-- Required action --
Starting with the first line, output the data exactly, through to the last line.

-- Records shown --
● ● ●
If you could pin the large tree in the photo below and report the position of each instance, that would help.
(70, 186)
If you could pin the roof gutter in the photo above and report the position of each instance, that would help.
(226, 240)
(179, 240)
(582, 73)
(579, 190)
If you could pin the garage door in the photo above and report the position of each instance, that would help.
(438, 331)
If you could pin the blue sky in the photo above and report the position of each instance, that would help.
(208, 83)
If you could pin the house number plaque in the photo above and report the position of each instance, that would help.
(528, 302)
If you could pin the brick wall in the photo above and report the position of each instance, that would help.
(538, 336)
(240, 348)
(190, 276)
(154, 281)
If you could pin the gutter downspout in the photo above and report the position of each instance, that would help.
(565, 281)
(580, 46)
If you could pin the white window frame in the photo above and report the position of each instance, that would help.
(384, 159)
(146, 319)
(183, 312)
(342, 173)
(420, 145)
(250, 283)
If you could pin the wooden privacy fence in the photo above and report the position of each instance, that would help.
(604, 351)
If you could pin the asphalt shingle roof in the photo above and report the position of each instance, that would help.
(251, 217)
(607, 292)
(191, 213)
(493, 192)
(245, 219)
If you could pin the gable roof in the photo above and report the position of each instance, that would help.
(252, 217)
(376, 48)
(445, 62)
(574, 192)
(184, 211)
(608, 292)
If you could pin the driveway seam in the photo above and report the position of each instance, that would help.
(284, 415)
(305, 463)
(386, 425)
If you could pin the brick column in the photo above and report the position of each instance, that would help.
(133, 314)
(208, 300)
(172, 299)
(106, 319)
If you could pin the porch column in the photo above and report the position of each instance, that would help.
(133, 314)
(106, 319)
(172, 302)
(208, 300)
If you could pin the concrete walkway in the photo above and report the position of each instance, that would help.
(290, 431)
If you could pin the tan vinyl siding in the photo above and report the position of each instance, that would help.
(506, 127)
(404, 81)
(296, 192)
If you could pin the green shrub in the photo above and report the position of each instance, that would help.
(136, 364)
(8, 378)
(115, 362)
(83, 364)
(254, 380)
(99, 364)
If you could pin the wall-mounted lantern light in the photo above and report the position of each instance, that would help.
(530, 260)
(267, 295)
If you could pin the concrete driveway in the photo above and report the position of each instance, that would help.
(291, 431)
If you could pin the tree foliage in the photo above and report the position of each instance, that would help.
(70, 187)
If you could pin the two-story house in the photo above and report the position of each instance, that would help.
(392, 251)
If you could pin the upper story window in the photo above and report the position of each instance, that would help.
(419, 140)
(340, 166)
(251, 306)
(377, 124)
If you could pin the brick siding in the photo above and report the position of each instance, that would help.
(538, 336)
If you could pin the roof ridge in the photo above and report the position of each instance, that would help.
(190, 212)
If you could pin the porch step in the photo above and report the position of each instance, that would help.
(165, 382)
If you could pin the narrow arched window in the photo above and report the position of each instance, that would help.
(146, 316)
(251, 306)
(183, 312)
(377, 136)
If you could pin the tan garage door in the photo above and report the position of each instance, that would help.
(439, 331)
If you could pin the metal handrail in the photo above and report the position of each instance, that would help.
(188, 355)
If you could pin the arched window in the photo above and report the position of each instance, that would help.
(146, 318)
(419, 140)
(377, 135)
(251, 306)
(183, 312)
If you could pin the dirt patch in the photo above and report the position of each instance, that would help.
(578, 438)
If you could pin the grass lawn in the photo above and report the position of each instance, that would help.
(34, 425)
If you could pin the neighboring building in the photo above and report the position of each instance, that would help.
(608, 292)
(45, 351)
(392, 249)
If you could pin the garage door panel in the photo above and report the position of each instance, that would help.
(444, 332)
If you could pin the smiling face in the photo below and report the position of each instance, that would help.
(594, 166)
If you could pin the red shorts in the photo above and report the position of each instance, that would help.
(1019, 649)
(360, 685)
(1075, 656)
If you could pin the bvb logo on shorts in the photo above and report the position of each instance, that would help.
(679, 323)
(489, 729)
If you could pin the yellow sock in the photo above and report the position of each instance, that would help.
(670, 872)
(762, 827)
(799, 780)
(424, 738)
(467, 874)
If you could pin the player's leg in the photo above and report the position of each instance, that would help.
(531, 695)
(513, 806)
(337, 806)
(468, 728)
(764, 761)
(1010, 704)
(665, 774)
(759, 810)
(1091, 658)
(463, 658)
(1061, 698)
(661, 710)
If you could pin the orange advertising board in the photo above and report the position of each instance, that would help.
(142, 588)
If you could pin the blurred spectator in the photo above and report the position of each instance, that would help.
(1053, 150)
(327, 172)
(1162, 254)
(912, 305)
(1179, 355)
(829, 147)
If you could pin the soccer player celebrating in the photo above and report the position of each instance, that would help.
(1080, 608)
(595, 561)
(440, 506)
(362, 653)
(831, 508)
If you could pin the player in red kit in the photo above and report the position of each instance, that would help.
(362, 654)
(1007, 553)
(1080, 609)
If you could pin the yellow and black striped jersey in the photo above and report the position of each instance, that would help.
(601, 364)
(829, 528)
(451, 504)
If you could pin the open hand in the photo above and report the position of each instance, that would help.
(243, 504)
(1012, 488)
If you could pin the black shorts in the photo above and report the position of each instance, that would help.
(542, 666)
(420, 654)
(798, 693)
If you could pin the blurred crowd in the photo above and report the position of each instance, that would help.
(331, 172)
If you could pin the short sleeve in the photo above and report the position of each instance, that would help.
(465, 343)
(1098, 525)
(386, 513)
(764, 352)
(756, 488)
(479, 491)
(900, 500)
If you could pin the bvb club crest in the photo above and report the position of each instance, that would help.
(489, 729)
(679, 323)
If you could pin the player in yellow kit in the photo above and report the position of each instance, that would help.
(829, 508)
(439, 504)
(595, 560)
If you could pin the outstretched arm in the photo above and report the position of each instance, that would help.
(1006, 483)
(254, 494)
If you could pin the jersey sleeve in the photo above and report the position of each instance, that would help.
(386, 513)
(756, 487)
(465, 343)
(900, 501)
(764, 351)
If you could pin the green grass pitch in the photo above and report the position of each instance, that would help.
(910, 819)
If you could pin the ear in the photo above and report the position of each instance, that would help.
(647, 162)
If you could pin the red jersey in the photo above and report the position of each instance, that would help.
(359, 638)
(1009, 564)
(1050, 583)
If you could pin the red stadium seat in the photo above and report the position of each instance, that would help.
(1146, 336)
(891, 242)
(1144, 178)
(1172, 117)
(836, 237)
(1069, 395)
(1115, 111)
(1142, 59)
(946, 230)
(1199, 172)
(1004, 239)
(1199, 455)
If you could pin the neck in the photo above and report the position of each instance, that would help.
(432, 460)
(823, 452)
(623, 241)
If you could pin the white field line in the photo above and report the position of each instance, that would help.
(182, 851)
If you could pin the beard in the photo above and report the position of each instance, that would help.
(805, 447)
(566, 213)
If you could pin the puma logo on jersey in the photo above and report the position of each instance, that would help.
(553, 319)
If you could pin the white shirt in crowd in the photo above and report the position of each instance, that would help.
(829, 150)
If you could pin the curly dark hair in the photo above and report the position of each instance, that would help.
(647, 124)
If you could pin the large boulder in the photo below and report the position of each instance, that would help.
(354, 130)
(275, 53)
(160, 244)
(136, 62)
● ● ●
-- Result of this task --
If you could pin the large tree in the photo below and report the position of each instance, that would help.
(70, 186)
If you could pin the roof gutter in the photo above and report the position of each instance, that would help.
(226, 240)
(179, 240)
(582, 73)
(579, 190)
If you could pin the garage door in the photo above and report the position of each instance, that would help.
(438, 331)
If you could pin the blue sky in the photo above and report the position of each instance, that would help.
(208, 83)
If you could pin the house number plaque in the photo above and report the position of each instance, that would help.
(528, 302)
If you could pin the brick wall in the photo above and report the position of each instance, that would help.
(538, 336)
(240, 348)
(190, 276)
(154, 281)
If you could pin the gutter downspout in the photo above and report the position of each instance, that would help.
(565, 281)
(580, 46)
If you could pin the white window frame in the photo above and report the position of each instance, that would help.
(384, 159)
(146, 319)
(183, 312)
(342, 173)
(420, 145)
(250, 283)
If you could pin the wooden privacy fence in the photo above and report the position of each instance, that would help.
(604, 351)
If you could pin the asphalt shingle roof in the photo above and report the position of each instance, that would help.
(251, 217)
(607, 292)
(191, 213)
(493, 192)
(245, 219)
If you could pin the gable roof in the photo above and report the position of each instance, that would help.
(252, 217)
(376, 48)
(445, 62)
(574, 192)
(184, 211)
(608, 292)
If you could pin the driveway seam in the photo above and report the position of each instance, that would help.
(284, 415)
(305, 463)
(386, 425)
If you could pin the brick column in the photo above and report the position of each instance, that would help.
(133, 314)
(208, 300)
(172, 299)
(106, 319)
If you could pin the porch column in the photo above and report the position of each instance, that would help.
(133, 314)
(106, 319)
(172, 302)
(208, 300)
If you could pin the concrete walkway in the photo above and report the position of each instance, that would help.
(290, 431)
If you could pin the tan vinyl siding in the photo above and report the position of each instance, that would help.
(506, 127)
(404, 81)
(296, 192)
If you could pin the green shrub in the photo above and report the position of each instance, that would help.
(136, 364)
(8, 378)
(115, 362)
(83, 364)
(254, 380)
(99, 364)
If you could pin the wall-mounted lantern light in the photo above and report the position of each instance, that would help.
(530, 260)
(267, 295)
If you could pin the concrete driveway in the photo above and report the position of each instance, that would help.
(291, 431)
If you could pin the tree foliage in the photo above and report the position of each instance, that would help.
(70, 187)
If you could pin the two-story house in the photo above and report the position of each instance, that would help.
(392, 251)
If you could pin the upper story window in the photo above and report the position of each instance, that would help.
(419, 140)
(340, 166)
(251, 306)
(377, 124)
If you could pin the brick siding in the photo above and report the position of each instance, that would help.
(538, 336)
If you could pin the roof ridge in the photo above and report the position of each instance, that would help.
(190, 212)
If you could pin the porch step in the photo above and report the position of each instance, that would help.
(165, 382)
If you could pin the narrow arched window in the photo above and report the position of each instance, that would help.
(146, 316)
(251, 306)
(183, 312)
(377, 136)
If you could pin the tan garage door in the photo above and report the position of each instance, that would help.
(439, 331)
If you could pin the metal handrail in the photo above and report the position of each instance, that would help.
(188, 355)
If you could pin the arched window in the photo above and report the position of each instance, that would help.
(146, 318)
(419, 140)
(377, 135)
(251, 306)
(183, 312)
If you could pin the dirt patch in the photo above and report the position of each instance, that would help.
(578, 438)
If you could pin the grass lawn in the photo above and report the position of each instance, that would help.
(34, 425)
If you could pin the neighboring building in the photo above and report the position of each instance, that would help.
(608, 292)
(45, 351)
(392, 249)
If you could pin the garage door panel in the photo above and report the position of each instance, that would help.
(444, 332)
If you could pin the smiling face in the photo below and report the position of each instance, that would help.
(594, 166)
If you could pin the red shorts in the photo above and report the position of each instance, that would help.
(1019, 649)
(360, 685)
(1075, 656)
If you could pin the bvb logo on shorts in the photo above and report the position of each instance, that would help.
(679, 323)
(489, 729)
If you could pin the yellow sock in the photo above and report the position of each instance, that would help.
(670, 872)
(762, 827)
(799, 780)
(424, 738)
(467, 874)
If you could pin the player's leg in the photo above and report the position of each instance, that would help.
(531, 695)
(513, 806)
(337, 806)
(468, 728)
(764, 761)
(1010, 704)
(665, 774)
(759, 810)
(1091, 658)
(463, 658)
(1061, 698)
(661, 710)
If you could pin the orange advertising board in the photo above and report the position of each instance, that would help.
(142, 588)
If you could pin the blurred spectator in the photo above and report the position of each instance, that would help.
(1053, 150)
(327, 172)
(1162, 254)
(912, 305)
(1179, 355)
(829, 147)
If you could pin the soccer player celebrating in the photo above and report the position of each instance, that would help.
(1080, 608)
(595, 561)
(440, 506)
(362, 653)
(831, 508)
If you could pin the player in red kit in the photo above and report the position of each instance, that would help.
(362, 654)
(1007, 553)
(1080, 609)
If you could pin the yellow and black striped jersey in the photo above and report the position of each instance, that would help.
(601, 364)
(829, 528)
(451, 504)
If you could pin the open hand in the photo above and report the position of each instance, that would help.
(243, 504)
(1012, 488)
If you could pin the black shorts in the photo above and report the position of each instance, that would help.
(542, 666)
(420, 654)
(798, 693)
If you could pin the blurred crowd in the photo above and report the position of each instance, that would help.
(331, 172)
If you could pin the short sleeve in the photo above and report the position of each instance, that would help.
(465, 343)
(1098, 525)
(386, 513)
(764, 352)
(756, 488)
(479, 491)
(900, 500)
If you could pin the bvb club crest in the photo above and report the position of each instance, that would help.
(489, 729)
(679, 323)
If you could pin the player in yellow kit in the photo above and report the position of each instance, that would help.
(829, 508)
(439, 504)
(595, 560)
If you could pin the outstretched arm in the photo above and report the position of each instance, that would help.
(1006, 483)
(254, 494)
If you could pin the jersey sleeve in the photo above and report the position of each instance, that would help.
(386, 513)
(756, 487)
(465, 343)
(900, 501)
(764, 351)
If you could pin the green grass pitch in the photo above and report the position of each instance, that would help.
(910, 819)
If you could pin the ear in the photo above and report the position of each instance, that would help.
(647, 162)
If you could pin the red jersey in the photo above and report the position of each instance, that would help.
(359, 638)
(1009, 564)
(1050, 583)
If you could pin the red stadium seat in the photo above and report the position of each instance, that would help.
(1146, 336)
(891, 242)
(1144, 178)
(1172, 117)
(836, 237)
(1069, 395)
(1115, 111)
(1142, 59)
(946, 230)
(1199, 172)
(1004, 239)
(1199, 455)
If you could pin the neck in the photo above and report the position of each instance, that would help.
(432, 460)
(823, 452)
(623, 241)
If you could pin the white field line in the photo above and report the position of each instance, that would help.
(182, 851)
If you could pin the beard in the photo above and report the position of each instance, that would help.
(805, 447)
(566, 213)
If you could pin the puma logo on jersey in the photo above and report the position of each instance, that would help.
(553, 319)
If you could pin the white shirt in crowd in the photo above and report the position of each instance, that would help.
(829, 150)
If you could pin the curly dark hair in the photo above and report the position of each instance, that would help.
(647, 124)
If you could pin the large boulder in the photo below and report the position of each instance, that would help.
(354, 130)
(275, 53)
(160, 244)
(136, 62)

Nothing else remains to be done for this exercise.